**DIRECTION A**
Summarize the crankshaft sensor thread in two sentences.
**DIRECTION B**
Turn the paragraph of the crankshaft sensor thread beginning "Why you need sine in the end?" into a short bulleted list that keeps its main points.
**DIRECTION C**
Carry the crankshaft sensor thread forward from its final post.

**READING TEXT**
So, i have a Schmidt trigger circuit that outputs a square signal, from the crankshaft sensor.
I use that to calculate the rpm.
Can someone point me in the right direction on how to proceed with this, and what type of circuit do i need?
"Logarithm amplifier" + "DC restorer"? What are you trying to measure? If you are interested just in the frequency of the signal, there are very simple circuits you can use.
I want to use the sine wave just for displaying purposes.
I will send both signals,the square wave and the sine wave, to a CAN transceiver, then i will display them on a PC.
Anything wrong with just clipping the signal with a zener diode? Two components, a resistor and the zener. If your sensor has enough output impedance you can even eliminate the resistor.
I would like the sine wave to be "unclipped".
The sine wave is just for demonstration purposes.
Why you need sine in the end? Why don't you tell what you are going to do with that "normalized" 0-3V sine? If you are interested only in frequency, then you don't need sine and simple zerocrossing detector is sane solution here. Otherwise you need automatic gain/attenuation control. Shifting is easy, internet search keywords "dc offset shift opamp"
Well, i get the frequency from the square wave output of the Schmidt trigger.

[Coordinate annotation entries]
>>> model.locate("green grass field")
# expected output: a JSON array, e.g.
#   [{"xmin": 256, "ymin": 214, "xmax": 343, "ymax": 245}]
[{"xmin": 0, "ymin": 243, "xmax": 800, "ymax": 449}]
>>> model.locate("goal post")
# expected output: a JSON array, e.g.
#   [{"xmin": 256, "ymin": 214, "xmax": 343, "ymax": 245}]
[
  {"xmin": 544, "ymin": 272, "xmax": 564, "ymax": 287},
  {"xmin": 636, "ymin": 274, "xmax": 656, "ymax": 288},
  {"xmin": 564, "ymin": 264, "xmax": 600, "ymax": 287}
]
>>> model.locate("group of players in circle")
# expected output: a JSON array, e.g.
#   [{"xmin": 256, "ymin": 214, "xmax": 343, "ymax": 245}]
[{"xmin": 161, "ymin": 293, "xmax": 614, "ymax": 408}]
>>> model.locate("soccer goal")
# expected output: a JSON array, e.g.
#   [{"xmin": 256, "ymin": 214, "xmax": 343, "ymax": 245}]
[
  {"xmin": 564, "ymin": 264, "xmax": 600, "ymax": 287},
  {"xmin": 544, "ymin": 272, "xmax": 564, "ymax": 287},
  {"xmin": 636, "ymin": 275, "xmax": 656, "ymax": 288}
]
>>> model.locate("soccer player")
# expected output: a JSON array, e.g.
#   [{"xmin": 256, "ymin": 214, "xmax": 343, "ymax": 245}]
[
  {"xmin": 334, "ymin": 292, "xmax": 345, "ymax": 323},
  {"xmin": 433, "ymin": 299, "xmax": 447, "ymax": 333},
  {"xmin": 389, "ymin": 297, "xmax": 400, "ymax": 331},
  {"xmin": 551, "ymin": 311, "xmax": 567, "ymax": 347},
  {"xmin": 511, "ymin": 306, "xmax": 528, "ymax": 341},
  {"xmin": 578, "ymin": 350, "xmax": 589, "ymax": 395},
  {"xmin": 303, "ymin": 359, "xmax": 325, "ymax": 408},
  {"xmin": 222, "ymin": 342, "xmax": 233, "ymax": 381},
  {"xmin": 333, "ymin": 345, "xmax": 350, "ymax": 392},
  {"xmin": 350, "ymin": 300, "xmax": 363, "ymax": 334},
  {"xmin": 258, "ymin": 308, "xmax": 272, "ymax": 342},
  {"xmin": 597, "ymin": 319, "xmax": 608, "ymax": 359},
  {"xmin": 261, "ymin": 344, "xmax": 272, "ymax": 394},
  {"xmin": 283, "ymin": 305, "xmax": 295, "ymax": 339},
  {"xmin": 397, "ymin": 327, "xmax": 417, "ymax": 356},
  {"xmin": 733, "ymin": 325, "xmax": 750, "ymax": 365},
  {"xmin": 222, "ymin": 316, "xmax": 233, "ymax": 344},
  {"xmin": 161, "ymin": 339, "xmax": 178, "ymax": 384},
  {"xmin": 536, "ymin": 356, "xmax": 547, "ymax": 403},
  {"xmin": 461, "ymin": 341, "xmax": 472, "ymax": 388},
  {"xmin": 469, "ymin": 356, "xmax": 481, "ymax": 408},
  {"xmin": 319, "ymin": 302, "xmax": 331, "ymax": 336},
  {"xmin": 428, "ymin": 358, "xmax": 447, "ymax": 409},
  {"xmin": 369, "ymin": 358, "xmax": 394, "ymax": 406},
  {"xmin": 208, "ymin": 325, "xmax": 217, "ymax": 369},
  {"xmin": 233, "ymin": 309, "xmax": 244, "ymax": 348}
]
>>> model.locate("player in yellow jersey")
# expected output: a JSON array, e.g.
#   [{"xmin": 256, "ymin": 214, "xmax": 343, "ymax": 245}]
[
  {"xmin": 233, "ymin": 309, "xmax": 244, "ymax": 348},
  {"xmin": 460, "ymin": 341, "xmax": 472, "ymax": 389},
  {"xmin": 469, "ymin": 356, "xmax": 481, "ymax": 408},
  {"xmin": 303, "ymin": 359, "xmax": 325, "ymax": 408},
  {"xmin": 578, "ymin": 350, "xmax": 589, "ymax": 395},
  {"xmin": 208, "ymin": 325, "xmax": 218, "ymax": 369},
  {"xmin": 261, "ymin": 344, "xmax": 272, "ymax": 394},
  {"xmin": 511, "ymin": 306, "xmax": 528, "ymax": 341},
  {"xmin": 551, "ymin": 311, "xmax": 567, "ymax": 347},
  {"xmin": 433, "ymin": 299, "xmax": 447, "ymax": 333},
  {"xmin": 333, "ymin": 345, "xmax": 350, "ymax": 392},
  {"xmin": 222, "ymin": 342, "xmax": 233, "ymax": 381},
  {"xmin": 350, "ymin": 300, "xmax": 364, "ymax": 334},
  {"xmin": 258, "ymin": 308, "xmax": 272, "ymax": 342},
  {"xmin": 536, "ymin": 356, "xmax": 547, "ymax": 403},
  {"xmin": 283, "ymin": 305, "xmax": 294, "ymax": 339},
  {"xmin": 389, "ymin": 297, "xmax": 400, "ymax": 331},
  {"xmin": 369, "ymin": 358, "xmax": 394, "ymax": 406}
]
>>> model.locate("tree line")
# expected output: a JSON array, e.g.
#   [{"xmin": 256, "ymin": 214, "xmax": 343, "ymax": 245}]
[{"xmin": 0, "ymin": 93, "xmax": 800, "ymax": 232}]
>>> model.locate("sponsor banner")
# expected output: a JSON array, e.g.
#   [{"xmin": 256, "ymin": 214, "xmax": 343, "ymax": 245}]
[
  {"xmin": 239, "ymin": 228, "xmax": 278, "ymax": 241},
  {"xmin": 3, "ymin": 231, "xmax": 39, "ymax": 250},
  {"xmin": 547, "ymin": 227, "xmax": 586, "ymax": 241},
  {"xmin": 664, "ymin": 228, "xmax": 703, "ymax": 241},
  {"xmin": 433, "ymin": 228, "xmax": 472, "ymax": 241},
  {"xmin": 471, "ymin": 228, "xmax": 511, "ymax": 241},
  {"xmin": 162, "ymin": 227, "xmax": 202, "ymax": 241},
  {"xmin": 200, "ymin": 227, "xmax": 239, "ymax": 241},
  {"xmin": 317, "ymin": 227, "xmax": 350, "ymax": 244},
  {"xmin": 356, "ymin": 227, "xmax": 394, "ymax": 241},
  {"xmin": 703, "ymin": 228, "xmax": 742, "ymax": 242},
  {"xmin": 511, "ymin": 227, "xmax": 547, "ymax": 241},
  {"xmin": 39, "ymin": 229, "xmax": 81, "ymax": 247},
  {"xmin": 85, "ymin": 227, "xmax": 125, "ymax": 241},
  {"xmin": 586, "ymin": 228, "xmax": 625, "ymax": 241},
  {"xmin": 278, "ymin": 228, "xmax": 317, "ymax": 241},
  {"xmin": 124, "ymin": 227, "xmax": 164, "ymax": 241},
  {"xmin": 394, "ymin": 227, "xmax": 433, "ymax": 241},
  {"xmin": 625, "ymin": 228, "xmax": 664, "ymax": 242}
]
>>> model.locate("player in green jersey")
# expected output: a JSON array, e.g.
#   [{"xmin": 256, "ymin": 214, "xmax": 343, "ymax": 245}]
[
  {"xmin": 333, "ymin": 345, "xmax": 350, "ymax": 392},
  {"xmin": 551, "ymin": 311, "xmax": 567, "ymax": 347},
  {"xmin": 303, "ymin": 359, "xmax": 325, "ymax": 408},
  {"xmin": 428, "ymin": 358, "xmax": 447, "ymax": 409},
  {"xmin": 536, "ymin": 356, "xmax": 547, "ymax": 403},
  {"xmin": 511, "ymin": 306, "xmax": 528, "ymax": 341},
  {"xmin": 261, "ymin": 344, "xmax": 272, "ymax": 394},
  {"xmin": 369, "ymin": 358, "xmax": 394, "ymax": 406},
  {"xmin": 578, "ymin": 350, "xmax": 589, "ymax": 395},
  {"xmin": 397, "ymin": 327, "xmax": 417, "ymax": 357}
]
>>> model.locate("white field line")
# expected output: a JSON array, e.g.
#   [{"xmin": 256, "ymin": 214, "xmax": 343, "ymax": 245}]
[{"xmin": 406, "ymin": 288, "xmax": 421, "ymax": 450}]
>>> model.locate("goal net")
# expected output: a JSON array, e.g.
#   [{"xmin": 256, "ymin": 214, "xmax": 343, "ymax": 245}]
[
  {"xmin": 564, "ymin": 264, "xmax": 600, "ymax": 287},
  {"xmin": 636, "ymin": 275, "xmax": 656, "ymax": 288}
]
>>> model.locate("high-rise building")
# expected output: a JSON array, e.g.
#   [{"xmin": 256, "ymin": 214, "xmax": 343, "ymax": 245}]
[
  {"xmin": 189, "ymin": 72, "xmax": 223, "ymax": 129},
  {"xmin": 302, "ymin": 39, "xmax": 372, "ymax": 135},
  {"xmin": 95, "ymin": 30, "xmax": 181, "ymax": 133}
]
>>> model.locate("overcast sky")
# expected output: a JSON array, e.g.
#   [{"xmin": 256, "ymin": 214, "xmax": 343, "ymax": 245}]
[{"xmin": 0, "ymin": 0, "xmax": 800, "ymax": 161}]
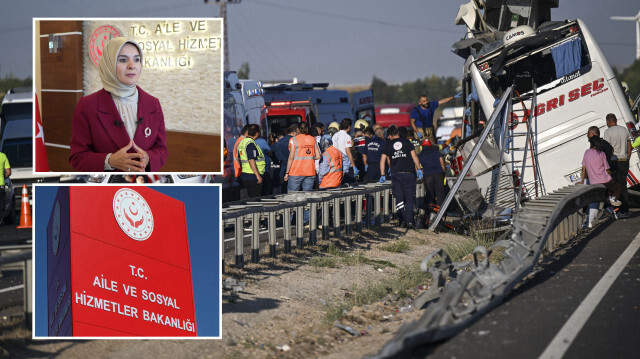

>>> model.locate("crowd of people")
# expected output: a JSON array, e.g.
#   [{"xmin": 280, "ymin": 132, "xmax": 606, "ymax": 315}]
[
  {"xmin": 233, "ymin": 96, "xmax": 640, "ymax": 229},
  {"xmin": 233, "ymin": 111, "xmax": 445, "ymax": 228}
]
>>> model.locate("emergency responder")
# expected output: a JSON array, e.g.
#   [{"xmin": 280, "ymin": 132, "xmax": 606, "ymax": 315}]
[
  {"xmin": 272, "ymin": 123, "xmax": 298, "ymax": 194},
  {"xmin": 379, "ymin": 125, "xmax": 422, "ymax": 229},
  {"xmin": 284, "ymin": 122, "xmax": 320, "ymax": 192},
  {"xmin": 364, "ymin": 127, "xmax": 385, "ymax": 182},
  {"xmin": 329, "ymin": 118, "xmax": 358, "ymax": 183},
  {"xmin": 409, "ymin": 94, "xmax": 460, "ymax": 143},
  {"xmin": 318, "ymin": 135, "xmax": 351, "ymax": 188},
  {"xmin": 238, "ymin": 125, "xmax": 266, "ymax": 198}
]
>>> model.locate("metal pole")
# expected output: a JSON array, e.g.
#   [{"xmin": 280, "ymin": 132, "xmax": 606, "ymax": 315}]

**ANSWER A**
A poster has a Schmidt trigger circuit that produces a square signal from a crankshaft sensor for calculating rpm, and wants an unclipped sine wave purely for display, with both signals sent to a CAN transceiver and shown on a PC. Replies propose a logarithm amplifier with a DC restorer or clipping with a zener diode, and note that a simple zero-crossing detector suffices if only frequency matters, while otherwise automatic gain/attenuation control is needed and shifting can be researched under "dc offset shift opamp".

**ANSWER B**
- Asks why a sine is needed and what the "normalized" 0-3V sine will be used for.
- If only frequency matters, no sine is needed and a simple zero-crossing detector is a sane solution.
- Otherwise, automatic gain/attenuation control is required.
- Shifting is easy; search for "dc offset shift opamp".

**ANSWER C**
So, the sine wave is just to show, over CAN bus, what an inductive crankshaft sensor outputs.
This looks like an inductive pickup, so the output voltage is proportional to the rate of change of magnetic flux, which is proportional to speed. So if you use an OPAMP integrator, you will get a sine wave of constant level regardless of speed. You can set the output amplitude by setting the time constant of the integrator. You will need a feedback resistor in parallel with the integrating capacitor, to stop the integrator saturating when the engine stops. The time constant Rf*Cf should be about 50s time the integrator time constant Rin*Cf.
You can then offset the output by applying a fixed current to the inverting input of the integrator OPAMP. The value of Rf, together with the input current, sets the output bias voltage.
I will try to research what you propose, @nfmax.
Thanks everyone, for the input.